I always knew I wanted to breastfeed my babies. What I didn’t know was that the choice came with some surprises. After nursing three very different babies, consulting with 3 different lactation consultants and utilizing tons of other resources, I realized that breastfeeding education and promotion is missing some very important information. I feel like it’s my duty to share some of the unspoken truths about breastfeeding in the hopes that women will be more prepared, and less likely to freak out and throw in the towel.
Look at this confident, happy and relaxed mom nursing her baby. For some women, this is what breastfeeding looks like. This image is NOT what breastfeeding is like for most women but this is what society tells us it should be. No wonder so many mom’s give it up or don’t try it at all.
They say it won’t hurt unless you have a bad latch.
This is a lie. It hurts at first no matter how you do it and it just hurts less if your baby has a great latch. All I will say is, for the first few weeks and especially for the initial latch, brace yourself. You’ll see what I mean. Getting through the first month is the hardest part. After that, it gets SO much more comfortable.
Brand new baby = tiny mouth = tiny latch = ouch
Even a wide open newborn mouth is small. Most don’t open big enough for a good latch and you will find that adjusting a latch is less painful than starting over. My oldest son had the cutest little tucked chin and dimple…which made breastfeeding very painful. He never really latched properly but I managed to “fix” it enough so it was a little less torturous. I ended up breastfeeding him for 6 months and finding a nice balance between breastfeeding and supplementing.
Jaundice is very common in breastfed newborns for two reasons. One, it takes a few days for milk to come in and feeding is what flushes the bilirubin out of the newborn's system. Two, breast milk has a component that makes the elimination of bilirubin happen more slowly. Most of the time, Jaundice clears up on its own once milk comes in with no medical intervention needed. In the meantime, you might be encouraged to supplement with formula or give your baby photo therapy (non-invasive light therapy for jaundice). Supplementing does not mean the end of breastfeeding so don’t let it discourage you. All women who plan to breastfeed should prepare to deal with Jaundice, even in a full term infant.

— ACTIONS TO TAKE —
a. Summarize the breastfeeding passage in two sentences.
b. Continue the breastfeeding passage from its final sentence onward.

Spatial localization data
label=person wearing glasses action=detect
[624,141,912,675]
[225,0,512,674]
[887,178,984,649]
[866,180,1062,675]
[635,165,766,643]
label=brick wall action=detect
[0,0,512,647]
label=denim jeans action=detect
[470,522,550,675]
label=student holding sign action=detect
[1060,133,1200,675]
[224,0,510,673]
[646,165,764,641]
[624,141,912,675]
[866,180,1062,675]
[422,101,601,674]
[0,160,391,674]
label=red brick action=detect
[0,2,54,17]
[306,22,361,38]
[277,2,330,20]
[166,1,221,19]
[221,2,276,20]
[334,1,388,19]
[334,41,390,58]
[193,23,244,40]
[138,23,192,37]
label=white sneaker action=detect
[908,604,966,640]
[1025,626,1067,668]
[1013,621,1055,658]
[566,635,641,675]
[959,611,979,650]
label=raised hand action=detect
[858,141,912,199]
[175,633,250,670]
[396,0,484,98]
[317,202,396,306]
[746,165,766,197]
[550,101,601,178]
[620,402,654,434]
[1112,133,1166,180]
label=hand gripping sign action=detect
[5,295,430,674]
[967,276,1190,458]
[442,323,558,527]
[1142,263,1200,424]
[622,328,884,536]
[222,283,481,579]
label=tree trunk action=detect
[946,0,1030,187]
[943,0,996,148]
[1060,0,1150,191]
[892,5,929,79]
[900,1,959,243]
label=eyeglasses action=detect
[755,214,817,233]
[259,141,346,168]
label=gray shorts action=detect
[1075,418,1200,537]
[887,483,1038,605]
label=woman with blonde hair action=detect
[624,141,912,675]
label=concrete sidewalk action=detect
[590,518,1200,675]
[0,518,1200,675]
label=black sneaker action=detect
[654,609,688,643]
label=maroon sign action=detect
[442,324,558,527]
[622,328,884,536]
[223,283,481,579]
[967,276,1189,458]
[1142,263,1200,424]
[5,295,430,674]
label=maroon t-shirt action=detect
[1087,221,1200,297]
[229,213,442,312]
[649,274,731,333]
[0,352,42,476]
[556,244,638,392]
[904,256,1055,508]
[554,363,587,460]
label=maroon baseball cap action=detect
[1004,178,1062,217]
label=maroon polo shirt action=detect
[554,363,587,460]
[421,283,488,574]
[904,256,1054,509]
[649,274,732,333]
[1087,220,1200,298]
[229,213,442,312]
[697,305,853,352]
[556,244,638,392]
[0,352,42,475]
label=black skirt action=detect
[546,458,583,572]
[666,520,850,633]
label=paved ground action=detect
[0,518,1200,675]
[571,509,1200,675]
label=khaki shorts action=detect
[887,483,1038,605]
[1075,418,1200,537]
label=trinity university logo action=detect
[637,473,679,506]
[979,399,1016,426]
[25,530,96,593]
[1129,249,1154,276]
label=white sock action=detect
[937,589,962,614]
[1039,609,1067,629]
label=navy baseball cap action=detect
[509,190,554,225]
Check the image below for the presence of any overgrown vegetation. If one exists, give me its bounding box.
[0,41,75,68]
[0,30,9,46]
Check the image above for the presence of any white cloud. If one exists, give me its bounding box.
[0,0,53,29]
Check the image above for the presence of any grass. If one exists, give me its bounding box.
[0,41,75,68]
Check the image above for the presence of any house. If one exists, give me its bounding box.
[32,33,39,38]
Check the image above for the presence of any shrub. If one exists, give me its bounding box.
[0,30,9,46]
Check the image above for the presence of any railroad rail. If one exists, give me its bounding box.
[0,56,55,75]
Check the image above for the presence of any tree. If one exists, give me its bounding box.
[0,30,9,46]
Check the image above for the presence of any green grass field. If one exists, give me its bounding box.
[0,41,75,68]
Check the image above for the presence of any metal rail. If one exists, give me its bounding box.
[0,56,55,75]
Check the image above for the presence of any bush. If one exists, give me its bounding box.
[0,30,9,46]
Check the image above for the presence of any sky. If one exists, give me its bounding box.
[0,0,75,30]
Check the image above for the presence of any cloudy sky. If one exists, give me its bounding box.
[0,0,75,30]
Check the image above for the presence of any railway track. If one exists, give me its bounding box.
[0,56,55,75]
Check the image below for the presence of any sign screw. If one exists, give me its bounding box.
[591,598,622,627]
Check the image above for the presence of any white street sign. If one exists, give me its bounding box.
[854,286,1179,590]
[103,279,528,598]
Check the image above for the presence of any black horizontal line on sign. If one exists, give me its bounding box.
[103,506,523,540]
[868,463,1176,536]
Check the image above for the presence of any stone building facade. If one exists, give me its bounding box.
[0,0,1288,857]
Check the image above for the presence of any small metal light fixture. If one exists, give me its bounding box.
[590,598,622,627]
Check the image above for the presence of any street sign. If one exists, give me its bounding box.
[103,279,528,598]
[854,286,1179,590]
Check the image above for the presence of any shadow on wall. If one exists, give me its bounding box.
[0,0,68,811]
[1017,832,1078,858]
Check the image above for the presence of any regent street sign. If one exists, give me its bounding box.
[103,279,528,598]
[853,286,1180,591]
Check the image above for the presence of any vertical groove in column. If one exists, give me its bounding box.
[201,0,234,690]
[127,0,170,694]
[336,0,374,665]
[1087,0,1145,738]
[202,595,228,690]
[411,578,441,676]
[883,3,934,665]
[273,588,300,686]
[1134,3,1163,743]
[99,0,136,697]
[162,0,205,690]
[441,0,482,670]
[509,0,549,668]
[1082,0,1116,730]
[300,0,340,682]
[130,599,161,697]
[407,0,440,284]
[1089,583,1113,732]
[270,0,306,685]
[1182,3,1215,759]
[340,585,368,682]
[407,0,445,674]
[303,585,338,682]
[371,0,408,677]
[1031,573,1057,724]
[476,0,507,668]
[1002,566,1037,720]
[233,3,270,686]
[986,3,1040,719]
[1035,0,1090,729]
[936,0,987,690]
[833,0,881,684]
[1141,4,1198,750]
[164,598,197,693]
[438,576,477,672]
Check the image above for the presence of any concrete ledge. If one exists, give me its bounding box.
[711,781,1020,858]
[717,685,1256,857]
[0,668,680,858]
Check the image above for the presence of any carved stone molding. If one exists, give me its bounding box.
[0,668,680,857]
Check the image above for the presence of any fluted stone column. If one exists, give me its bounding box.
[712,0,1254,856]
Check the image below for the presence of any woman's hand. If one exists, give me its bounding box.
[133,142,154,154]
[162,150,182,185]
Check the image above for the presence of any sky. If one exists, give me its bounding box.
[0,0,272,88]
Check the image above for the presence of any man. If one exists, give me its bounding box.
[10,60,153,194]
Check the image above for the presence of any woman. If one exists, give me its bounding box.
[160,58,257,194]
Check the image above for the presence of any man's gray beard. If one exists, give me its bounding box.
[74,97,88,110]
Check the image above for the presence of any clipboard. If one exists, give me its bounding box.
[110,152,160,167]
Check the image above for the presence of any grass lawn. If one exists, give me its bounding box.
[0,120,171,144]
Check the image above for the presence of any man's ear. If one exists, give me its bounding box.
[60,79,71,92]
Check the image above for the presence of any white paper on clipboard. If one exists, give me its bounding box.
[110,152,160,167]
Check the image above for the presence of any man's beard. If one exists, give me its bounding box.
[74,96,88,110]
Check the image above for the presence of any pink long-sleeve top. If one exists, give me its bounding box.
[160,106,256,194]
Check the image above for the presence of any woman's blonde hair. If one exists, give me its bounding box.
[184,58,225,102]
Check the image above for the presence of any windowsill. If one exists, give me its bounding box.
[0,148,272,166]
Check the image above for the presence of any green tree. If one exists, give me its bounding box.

— RESULTS OF THE TASKS —
a. After nursing three babies, the writer argues that breastfeeding education leaves out important truths, such as the fact that nursing hurts at first no matter how it is done and that a newborn's tiny mouth makes a good latch hard to achieve. The passage also explains that jaundice is common in breastfed newborns and usually clears up once milk comes in, and that supplementing with formula in the meantime does not have to end breastfeeding.

b.
All babies lose about 7% of their birth weight in the first few days of life. The American Pediatric Association standard is that babies should return to their birth weight by 2 weeks. This is very possible for formula fed babies but breastfed babies usually gain their weight back a little more slowly. Babies are not robots and they are all different. Full fledged breast milk takes a few days to come in which is ok; babies just need colostrum in those first 72 hours or so. Colostrum is magical stuff but it doesn’t do much for putting weight on a baby! If you are going to breastfeed exclusively, be prepared to go in for weight checks frequently during the first few weeks. Even a doctor who advocates breastfeeding will want to make sure that the baby is gaining weight, even if it’s not at the formulated rate. Don’t be afraid to trust your instincts and your body. There are very few cases where a mother doesn’t make enough milk for their baby. It took me having 3 kids to really believe this!
What were some things that surprised you about breastfeeding?